▶ EXERCISE
Take the data below and filter it for lines containing the word "while"; show each line found.

++++ DATA TO USE

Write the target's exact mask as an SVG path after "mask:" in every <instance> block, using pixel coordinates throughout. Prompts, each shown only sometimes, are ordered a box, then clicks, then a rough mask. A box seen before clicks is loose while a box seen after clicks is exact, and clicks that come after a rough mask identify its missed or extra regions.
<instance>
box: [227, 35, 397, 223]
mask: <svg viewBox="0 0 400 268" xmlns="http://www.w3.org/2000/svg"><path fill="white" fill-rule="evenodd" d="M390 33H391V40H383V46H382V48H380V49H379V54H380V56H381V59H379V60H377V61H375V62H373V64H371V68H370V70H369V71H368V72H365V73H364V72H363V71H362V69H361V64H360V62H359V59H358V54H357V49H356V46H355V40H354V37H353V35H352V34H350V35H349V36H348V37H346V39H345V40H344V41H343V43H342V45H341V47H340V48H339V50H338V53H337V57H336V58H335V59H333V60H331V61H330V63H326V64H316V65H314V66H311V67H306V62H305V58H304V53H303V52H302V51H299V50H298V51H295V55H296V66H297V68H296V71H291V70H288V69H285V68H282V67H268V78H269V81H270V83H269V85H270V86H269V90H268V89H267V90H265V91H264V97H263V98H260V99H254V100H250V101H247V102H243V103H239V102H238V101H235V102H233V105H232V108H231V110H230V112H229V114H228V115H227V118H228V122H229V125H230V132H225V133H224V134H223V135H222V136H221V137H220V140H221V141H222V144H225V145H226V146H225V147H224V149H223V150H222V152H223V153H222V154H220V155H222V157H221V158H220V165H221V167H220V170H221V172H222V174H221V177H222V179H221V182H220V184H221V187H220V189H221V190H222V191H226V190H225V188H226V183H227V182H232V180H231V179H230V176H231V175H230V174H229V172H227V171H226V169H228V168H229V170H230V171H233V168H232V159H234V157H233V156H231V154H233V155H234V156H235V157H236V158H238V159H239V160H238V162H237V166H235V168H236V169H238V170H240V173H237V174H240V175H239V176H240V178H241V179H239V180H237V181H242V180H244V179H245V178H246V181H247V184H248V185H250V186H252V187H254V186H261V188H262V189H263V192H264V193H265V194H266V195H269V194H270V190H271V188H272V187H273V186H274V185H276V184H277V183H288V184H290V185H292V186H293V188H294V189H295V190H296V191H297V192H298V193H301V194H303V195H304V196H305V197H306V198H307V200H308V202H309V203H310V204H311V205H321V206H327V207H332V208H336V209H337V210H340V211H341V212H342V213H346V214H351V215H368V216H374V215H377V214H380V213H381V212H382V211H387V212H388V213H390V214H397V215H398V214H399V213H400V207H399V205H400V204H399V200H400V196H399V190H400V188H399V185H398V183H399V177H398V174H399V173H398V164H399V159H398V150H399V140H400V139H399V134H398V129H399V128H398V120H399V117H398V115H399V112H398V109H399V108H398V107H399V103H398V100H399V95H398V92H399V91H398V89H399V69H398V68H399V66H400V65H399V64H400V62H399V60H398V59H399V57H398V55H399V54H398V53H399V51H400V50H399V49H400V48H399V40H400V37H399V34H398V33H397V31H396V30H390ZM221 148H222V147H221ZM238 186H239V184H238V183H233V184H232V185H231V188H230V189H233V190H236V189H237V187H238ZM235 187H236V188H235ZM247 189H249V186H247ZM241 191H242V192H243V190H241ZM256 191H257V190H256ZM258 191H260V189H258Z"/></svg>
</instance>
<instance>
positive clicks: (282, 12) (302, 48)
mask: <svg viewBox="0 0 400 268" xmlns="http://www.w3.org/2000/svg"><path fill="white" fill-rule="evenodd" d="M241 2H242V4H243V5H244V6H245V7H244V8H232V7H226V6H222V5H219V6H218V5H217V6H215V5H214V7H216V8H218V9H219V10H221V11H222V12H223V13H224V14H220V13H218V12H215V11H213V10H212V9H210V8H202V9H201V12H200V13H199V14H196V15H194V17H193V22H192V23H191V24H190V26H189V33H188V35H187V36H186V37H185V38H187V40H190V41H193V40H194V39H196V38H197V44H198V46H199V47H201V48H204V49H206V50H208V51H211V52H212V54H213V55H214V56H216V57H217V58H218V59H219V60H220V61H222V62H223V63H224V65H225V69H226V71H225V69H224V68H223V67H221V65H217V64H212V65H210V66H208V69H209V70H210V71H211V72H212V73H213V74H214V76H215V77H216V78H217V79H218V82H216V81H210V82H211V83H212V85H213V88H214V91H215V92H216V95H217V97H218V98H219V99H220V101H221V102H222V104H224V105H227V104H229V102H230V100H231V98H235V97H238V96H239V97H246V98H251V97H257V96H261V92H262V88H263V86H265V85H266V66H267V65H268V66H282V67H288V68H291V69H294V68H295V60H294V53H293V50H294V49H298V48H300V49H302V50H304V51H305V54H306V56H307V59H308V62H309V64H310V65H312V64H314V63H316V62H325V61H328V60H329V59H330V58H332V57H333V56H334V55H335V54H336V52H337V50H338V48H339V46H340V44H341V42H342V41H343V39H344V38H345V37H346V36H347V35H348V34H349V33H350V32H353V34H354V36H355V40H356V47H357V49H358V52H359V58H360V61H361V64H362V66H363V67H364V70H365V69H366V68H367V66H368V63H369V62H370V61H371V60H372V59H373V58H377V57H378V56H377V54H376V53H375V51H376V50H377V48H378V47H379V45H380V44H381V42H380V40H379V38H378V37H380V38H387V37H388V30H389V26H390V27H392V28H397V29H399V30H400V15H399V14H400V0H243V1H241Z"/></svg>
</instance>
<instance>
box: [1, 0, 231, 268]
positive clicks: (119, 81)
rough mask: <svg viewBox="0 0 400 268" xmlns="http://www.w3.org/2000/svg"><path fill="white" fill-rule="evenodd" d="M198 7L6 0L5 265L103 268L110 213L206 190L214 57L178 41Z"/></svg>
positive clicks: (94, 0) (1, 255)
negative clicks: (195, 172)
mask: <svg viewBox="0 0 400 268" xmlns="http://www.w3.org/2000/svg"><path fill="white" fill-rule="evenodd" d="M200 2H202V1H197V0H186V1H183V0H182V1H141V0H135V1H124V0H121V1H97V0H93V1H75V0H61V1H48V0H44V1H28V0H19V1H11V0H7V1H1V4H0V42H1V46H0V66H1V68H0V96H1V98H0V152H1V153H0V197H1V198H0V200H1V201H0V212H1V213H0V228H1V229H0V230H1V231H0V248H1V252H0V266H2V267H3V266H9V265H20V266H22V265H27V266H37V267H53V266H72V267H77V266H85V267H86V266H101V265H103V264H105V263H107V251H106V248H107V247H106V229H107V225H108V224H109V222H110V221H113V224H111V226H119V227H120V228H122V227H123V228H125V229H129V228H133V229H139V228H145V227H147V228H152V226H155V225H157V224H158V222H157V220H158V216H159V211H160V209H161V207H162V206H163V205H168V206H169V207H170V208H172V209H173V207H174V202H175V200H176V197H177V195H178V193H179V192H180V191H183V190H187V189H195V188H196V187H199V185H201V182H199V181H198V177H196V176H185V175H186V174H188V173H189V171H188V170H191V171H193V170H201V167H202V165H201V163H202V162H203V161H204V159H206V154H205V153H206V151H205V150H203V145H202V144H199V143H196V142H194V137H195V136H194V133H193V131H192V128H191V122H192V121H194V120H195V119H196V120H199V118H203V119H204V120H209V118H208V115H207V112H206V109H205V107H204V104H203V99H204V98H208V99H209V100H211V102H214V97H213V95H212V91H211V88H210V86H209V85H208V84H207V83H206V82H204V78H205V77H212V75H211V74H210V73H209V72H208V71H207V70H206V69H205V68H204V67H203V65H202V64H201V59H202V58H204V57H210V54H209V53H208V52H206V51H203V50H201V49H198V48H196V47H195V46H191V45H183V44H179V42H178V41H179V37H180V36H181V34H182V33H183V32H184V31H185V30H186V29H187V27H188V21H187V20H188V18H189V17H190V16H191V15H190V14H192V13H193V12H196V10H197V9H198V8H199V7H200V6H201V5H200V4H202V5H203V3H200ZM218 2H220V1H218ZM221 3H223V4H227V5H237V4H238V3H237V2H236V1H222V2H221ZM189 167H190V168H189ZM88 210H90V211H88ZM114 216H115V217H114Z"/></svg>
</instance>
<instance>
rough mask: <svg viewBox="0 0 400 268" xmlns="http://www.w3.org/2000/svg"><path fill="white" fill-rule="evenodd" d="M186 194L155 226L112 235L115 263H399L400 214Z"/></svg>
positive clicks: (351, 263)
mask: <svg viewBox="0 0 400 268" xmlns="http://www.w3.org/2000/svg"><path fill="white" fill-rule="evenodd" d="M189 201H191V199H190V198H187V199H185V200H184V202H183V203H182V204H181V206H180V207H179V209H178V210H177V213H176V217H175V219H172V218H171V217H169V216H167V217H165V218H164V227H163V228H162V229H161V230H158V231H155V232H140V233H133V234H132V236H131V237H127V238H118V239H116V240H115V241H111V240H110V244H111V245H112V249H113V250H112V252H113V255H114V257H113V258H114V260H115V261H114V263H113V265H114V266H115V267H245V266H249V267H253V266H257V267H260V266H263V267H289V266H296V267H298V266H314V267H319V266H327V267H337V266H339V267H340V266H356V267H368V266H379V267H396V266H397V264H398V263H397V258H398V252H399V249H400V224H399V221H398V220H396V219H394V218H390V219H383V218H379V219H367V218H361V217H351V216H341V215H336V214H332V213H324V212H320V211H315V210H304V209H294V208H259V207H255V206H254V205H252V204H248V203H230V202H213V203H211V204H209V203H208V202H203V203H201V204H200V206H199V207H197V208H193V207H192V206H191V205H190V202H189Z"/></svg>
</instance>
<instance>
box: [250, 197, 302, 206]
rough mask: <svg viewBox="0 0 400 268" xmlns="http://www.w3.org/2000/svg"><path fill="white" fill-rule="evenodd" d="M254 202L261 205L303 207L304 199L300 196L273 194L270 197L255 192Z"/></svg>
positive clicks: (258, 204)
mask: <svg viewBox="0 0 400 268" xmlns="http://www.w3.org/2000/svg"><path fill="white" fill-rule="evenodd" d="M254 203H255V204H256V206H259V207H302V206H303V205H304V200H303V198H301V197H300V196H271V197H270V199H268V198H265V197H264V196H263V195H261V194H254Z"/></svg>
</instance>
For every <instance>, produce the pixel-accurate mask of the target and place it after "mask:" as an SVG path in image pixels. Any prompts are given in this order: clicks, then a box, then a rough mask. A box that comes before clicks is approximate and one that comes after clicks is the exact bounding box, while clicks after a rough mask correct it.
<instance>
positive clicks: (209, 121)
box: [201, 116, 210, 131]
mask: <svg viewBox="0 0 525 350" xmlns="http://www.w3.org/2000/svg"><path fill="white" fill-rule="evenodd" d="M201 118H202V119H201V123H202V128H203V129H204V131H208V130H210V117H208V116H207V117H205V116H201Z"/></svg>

++++++++

▶ REPLY
Write the target's exact mask as an SVG path after "mask:" in every <instance> block, using pixel coordinates throughout. Prompts, each shown only sometimes, are ordered a box, then clicks, then a rough mask. A box seen before clicks is loose while a box seen after clicks is exact, and clicks that come after a rough mask identify its missed or extra regions.
For every <instance>, produce the pixel-accurate mask of the target and place it after "mask:" as an SVG path in image pixels. Any prompts are given in this order: clicks, then a box, then a rough mask. A box that comes before clicks is approximate and one that comes after clicks is the exact bounding box, while clicks after a rough mask correct it.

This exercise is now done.